What to do: A faithful copy of the whole listing is required.
=== Section Start ===
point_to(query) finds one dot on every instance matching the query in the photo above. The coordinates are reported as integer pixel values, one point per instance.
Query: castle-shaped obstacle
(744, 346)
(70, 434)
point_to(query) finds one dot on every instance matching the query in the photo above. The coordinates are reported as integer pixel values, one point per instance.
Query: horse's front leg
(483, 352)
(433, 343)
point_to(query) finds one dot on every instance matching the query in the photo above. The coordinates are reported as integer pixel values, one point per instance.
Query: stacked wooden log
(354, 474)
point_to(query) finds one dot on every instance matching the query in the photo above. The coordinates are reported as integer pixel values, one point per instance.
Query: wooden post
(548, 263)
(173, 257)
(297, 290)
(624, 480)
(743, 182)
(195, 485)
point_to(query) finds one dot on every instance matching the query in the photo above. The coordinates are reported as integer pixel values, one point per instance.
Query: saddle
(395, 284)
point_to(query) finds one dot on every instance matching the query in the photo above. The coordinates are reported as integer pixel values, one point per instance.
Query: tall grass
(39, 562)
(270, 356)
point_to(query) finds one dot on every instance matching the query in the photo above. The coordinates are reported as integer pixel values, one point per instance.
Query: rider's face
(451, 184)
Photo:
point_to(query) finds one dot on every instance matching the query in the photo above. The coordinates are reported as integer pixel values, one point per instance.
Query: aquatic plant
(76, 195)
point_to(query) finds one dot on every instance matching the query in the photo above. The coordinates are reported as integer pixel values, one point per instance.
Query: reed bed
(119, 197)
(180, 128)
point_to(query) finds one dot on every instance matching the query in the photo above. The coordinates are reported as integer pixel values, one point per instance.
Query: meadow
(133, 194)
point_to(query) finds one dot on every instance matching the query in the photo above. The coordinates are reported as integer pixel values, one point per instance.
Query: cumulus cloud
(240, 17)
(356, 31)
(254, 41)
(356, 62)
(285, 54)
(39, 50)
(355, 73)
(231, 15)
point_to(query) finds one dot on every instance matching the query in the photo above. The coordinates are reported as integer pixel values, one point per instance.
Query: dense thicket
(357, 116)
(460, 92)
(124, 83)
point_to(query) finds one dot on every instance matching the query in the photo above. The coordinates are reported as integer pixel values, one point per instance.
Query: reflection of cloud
=== Section End ===
Reply:
point_to(query) finds one dot on every instance matching the query in the photo above. The coordinates are reported as integer pixel values, one point per instance.
Query: castle-shaped obstacle
(744, 346)
(70, 434)
point_to(query) finds one dot on every instance matching the query in the photo above. The coordinates are reported as integer pixel values, one point per instance.
Query: horse's front leg
(483, 352)
(433, 343)
point_to(query) finds one dot on every instance matching the query in the photo above. The coordinates are reported as integer pixel values, one point per instance.
Query: stacked wooden log
(354, 474)
point_to(query) finds one dot on every instance matching the query in the photo above. The coordinates are reported as integer pixel values, one point per instance.
Query: wooden post
(548, 263)
(173, 257)
(297, 290)
(624, 480)
(743, 182)
(195, 485)
point_to(query) finds one dot on every instance matching the query in the photo above. The coordinates are reported as integer pixel values, one point per instance.
Query: saddle
(395, 284)
point_to(query) finds one dot on every instance matching the query in the photo above. The coordinates are reported as integer pixel values, one point per instance.
Query: tall grass
(39, 562)
(270, 356)
point_to(query) finds one dot on every instance matching the query in the photo above. The coordinates are reported as integer pixel values, one point per instance.
Query: rider's face
(451, 184)
Photo:
point_to(query) finds one dot on every instance matching the query in the photo above. The coordinates are reported as integer pixel values, one point per instance.
Query: aquatic plant
(76, 195)
point_to(query) finds one dot on every instance matching the query in the photo above. The coordinates are reported as integer pixel values, one point per instance.
Query: reed bed
(119, 197)
(180, 128)
point_to(query) finds one dot on every instance matching the query in the photo above. The coordinates are reported as integer pixel values, one point per instance.
Query: meadow
(133, 194)
point_to(query) finds one dot on every instance matching the query in the photo above. The coordinates are reported as integer pixel values, one point per instance.
Query: cumulus cloud
(240, 17)
(356, 31)
(254, 41)
(356, 62)
(285, 54)
(39, 50)
(355, 73)
(231, 15)
point_to(query) finds one dot on every instance matching the query in the photo above. The coordinates are reported as integer pixel values, one point per instance.
Query: dense thicket
(357, 116)
(460, 92)
(124, 83)
point_to(query) finds one dot on every instance matching the query in the photo above. The coordinates are reported as integer pixel values, one point per instance.
Query: reflection of cloud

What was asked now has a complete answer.